# Problem statement
Copy the data below line for line, changing nothing.

# Stored rows
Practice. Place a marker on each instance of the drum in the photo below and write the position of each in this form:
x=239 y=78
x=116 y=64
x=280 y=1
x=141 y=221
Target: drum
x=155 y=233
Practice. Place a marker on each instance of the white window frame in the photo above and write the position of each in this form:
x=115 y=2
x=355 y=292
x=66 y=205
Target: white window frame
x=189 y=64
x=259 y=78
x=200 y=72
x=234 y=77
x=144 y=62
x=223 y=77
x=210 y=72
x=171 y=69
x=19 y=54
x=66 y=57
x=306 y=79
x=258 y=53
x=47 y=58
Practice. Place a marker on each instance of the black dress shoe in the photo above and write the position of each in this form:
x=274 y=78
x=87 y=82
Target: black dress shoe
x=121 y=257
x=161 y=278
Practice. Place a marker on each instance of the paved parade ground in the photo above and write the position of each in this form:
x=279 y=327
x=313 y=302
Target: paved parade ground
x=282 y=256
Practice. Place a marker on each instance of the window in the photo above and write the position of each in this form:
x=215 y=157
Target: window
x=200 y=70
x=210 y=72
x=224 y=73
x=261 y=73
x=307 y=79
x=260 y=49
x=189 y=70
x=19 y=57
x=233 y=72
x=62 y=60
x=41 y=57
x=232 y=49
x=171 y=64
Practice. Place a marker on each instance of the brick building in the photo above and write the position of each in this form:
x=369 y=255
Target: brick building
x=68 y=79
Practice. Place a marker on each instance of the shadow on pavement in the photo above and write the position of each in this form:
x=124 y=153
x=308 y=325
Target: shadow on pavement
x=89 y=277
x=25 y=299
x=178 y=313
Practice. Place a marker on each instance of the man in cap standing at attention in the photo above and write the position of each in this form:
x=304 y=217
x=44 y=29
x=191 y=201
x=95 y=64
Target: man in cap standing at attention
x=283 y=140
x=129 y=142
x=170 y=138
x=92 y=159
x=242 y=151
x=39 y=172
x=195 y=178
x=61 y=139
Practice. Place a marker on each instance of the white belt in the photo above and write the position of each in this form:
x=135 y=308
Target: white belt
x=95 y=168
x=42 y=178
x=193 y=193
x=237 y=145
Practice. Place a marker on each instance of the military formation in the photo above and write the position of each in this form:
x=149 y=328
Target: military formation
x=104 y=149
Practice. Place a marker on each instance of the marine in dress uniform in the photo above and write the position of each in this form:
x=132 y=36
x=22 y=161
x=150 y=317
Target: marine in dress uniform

# Task result
Practice. Place a marker on each instance of the drum in the photo below and write the position of each in this form:
x=239 y=78
x=116 y=64
x=280 y=1
x=141 y=221
Target: drum
x=155 y=233
Practice. Place a marker on each instance of the white window frame in the photo above and write the position of each in this form:
x=115 y=2
x=355 y=292
x=66 y=205
Target: white window frame
x=189 y=64
x=259 y=78
x=200 y=72
x=234 y=77
x=144 y=62
x=223 y=77
x=210 y=72
x=171 y=69
x=19 y=54
x=66 y=57
x=306 y=79
x=258 y=53
x=47 y=58
Practice. Place a marker on each instance of the black dress shoe in the photo above and write the position of each in this form:
x=274 y=78
x=87 y=82
Target: black dress shoe
x=121 y=257
x=161 y=278
Practice. Place a marker on each instance of the paved parade ground in the photo above and write the position of each in this form:
x=279 y=327
x=313 y=302
Target: paved parade ground
x=282 y=256
Practice. Place a marker on each instance of the window in the photo above and write the position of each in this form:
x=215 y=157
Target: window
x=200 y=70
x=210 y=72
x=224 y=73
x=261 y=73
x=307 y=79
x=260 y=49
x=189 y=70
x=19 y=57
x=233 y=72
x=62 y=60
x=41 y=57
x=232 y=49
x=171 y=64
Practice. Place a marker on each instance of the brick building in the photo above and write the position of each in this form:
x=369 y=255
Target: brick building
x=68 y=79
Practice. Place a marker on each instance of the shadow on pavement in the photo above and write the position of each in this form:
x=124 y=153
x=308 y=325
Target: shadow on pavement
x=89 y=277
x=25 y=299
x=178 y=313
Practice. Place a marker on each instance of the man in cap standing at attention in the photo above and write the position of each in this form:
x=304 y=217
x=44 y=29
x=191 y=201
x=95 y=64
Target: man in cap standing at attention
x=283 y=140
x=129 y=142
x=170 y=138
x=92 y=159
x=242 y=151
x=39 y=172
x=195 y=178
x=61 y=139
Practice. Place a marker on each instance of the white belt in the photo above and write the position of each in this form:
x=135 y=308
Target: white belt
x=95 y=168
x=42 y=178
x=193 y=193
x=237 y=145
Practice. Place a marker on each instance of the military formation in the photo above and write the position of each in this form:
x=149 y=328
Target: military formation
x=104 y=149
Practice. Place a marker on each instance of the marine in dress uniform in the photo above and write the position of each in this form:
x=132 y=36
x=22 y=161
x=150 y=317
Target: marine in dress uniform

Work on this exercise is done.